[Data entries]
▼
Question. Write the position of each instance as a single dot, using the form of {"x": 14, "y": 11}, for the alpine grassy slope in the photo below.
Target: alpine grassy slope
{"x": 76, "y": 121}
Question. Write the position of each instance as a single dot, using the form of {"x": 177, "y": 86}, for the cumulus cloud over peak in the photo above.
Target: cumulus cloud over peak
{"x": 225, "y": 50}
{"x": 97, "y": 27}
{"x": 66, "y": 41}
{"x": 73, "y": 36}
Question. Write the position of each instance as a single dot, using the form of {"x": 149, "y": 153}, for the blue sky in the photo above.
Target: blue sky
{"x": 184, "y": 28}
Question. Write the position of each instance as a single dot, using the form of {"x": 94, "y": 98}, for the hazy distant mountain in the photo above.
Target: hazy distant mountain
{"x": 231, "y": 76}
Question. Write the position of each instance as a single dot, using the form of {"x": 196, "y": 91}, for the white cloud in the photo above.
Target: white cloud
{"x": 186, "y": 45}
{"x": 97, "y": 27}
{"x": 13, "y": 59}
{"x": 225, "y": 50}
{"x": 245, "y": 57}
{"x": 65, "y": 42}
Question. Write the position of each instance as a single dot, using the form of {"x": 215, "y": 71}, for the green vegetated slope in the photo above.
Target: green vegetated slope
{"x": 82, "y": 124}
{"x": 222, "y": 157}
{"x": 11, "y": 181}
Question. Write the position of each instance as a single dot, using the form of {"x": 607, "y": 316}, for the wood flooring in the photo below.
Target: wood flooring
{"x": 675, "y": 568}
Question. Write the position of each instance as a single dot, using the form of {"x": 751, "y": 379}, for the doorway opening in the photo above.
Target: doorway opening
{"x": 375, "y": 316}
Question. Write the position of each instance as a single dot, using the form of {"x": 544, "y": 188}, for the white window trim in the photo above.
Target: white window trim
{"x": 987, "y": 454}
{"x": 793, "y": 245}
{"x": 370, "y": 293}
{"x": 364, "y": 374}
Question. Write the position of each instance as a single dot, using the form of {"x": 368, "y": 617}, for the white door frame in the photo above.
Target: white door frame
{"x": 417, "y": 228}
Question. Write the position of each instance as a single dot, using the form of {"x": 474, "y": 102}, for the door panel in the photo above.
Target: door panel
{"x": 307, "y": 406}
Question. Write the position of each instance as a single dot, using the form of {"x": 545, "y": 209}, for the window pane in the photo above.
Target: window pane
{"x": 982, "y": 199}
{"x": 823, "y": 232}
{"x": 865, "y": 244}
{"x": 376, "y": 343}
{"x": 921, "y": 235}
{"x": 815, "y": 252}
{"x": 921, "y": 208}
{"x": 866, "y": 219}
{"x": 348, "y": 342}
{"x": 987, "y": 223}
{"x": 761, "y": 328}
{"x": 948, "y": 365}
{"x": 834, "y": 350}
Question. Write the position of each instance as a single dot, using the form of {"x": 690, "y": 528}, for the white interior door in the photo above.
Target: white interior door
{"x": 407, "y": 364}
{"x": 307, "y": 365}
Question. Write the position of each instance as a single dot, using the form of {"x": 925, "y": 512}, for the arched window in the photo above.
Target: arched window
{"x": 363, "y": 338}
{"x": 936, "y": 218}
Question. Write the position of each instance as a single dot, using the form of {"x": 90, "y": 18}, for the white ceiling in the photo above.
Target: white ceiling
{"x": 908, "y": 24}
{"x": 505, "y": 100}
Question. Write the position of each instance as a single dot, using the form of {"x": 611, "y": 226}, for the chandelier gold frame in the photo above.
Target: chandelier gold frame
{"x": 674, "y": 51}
▲
◆ Task requirements ◆
The entries above must be retyped exactly, down to the last character.

◆ Answer box ◆
Question. Write the position of each instance as a single dot, using the form of {"x": 14, "y": 11}, for the alpine grassy slope in the photo below.
Target: alpine grassy slope
{"x": 76, "y": 121}
Question. Write the position of each instance as a single dot, using the form of {"x": 177, "y": 86}, for the cumulus cloud over peak in the photo above.
Target: cumulus cloud over peak
{"x": 225, "y": 50}
{"x": 97, "y": 27}
{"x": 66, "y": 41}
{"x": 73, "y": 36}
Question. Write the position of each instance as a single dot, using the form of {"x": 149, "y": 153}, for the blue sky in the photo above.
Target: blue sky
{"x": 184, "y": 28}
Question. Write the position of each instance as a single dot, using the form of {"x": 94, "y": 98}, for the hazy distant mountain in the photo above.
Target: hazy distant mountain
{"x": 231, "y": 76}
Question. Write the position of each instance as a single dot, using the form of {"x": 196, "y": 91}, for the white cloud in the photo above.
Target: white cloud
{"x": 186, "y": 45}
{"x": 97, "y": 27}
{"x": 13, "y": 59}
{"x": 225, "y": 50}
{"x": 245, "y": 57}
{"x": 65, "y": 42}
Question. Write the position of each instance as a single dot, using the form of {"x": 215, "y": 71}, for the green vegetated slope in the photo above.
Target: green vegetated slope
{"x": 82, "y": 124}
{"x": 222, "y": 157}
{"x": 11, "y": 181}
Question. Write the position of each instance as a single dot, using the form of {"x": 607, "y": 316}, for the wood flooring in the photo below.
Target: wood flooring
{"x": 675, "y": 568}
Question. Write the position of each instance as a single dot, using the form of {"x": 751, "y": 379}, for the doorway opening in the photo above.
Target: doorway opening
{"x": 375, "y": 316}
Question. Write the position of each instance as a single dot, using the form of {"x": 544, "y": 188}, for the white window trim in the photo above.
Target: white window trim
{"x": 987, "y": 454}
{"x": 793, "y": 245}
{"x": 370, "y": 293}
{"x": 364, "y": 374}
Question. Write the position of each instance as a single dot, using the form of {"x": 368, "y": 617}, for the white door frame in the photo above.
Target: white door frame
{"x": 417, "y": 228}
Question. Write the position of each instance as a single dot, using the form of {"x": 474, "y": 102}, for the door panel in the photo above.
Target: door panel
{"x": 307, "y": 406}
Question. Write the position of each instance as a single dot, using the form of {"x": 545, "y": 209}, for the window pane in the photo above.
Target: window pane
{"x": 982, "y": 199}
{"x": 823, "y": 232}
{"x": 865, "y": 244}
{"x": 376, "y": 343}
{"x": 921, "y": 235}
{"x": 815, "y": 252}
{"x": 921, "y": 208}
{"x": 866, "y": 219}
{"x": 348, "y": 342}
{"x": 987, "y": 223}
{"x": 761, "y": 328}
{"x": 948, "y": 365}
{"x": 834, "y": 350}
Question. Write the position of each instance as a single dot, using the form of {"x": 690, "y": 528}, for the white interior door in the photo above.
Target: white interior door
{"x": 407, "y": 364}
{"x": 307, "y": 365}
Question. Write the position of each instance as a single dot, using the form of {"x": 925, "y": 512}, for the arched window in the photo above.
Target: arched window
{"x": 363, "y": 338}
{"x": 936, "y": 218}
Question. Write the position of each instance as a single dot, using the form of {"x": 90, "y": 18}, for the white ceiling in the photo above.
Target: white ceiling
{"x": 908, "y": 24}
{"x": 505, "y": 100}
Question. Write the position of each instance as a single dot, using the form of {"x": 611, "y": 226}, for the chandelier gold frame in the photo above.
Target: chandelier gold frame
{"x": 674, "y": 51}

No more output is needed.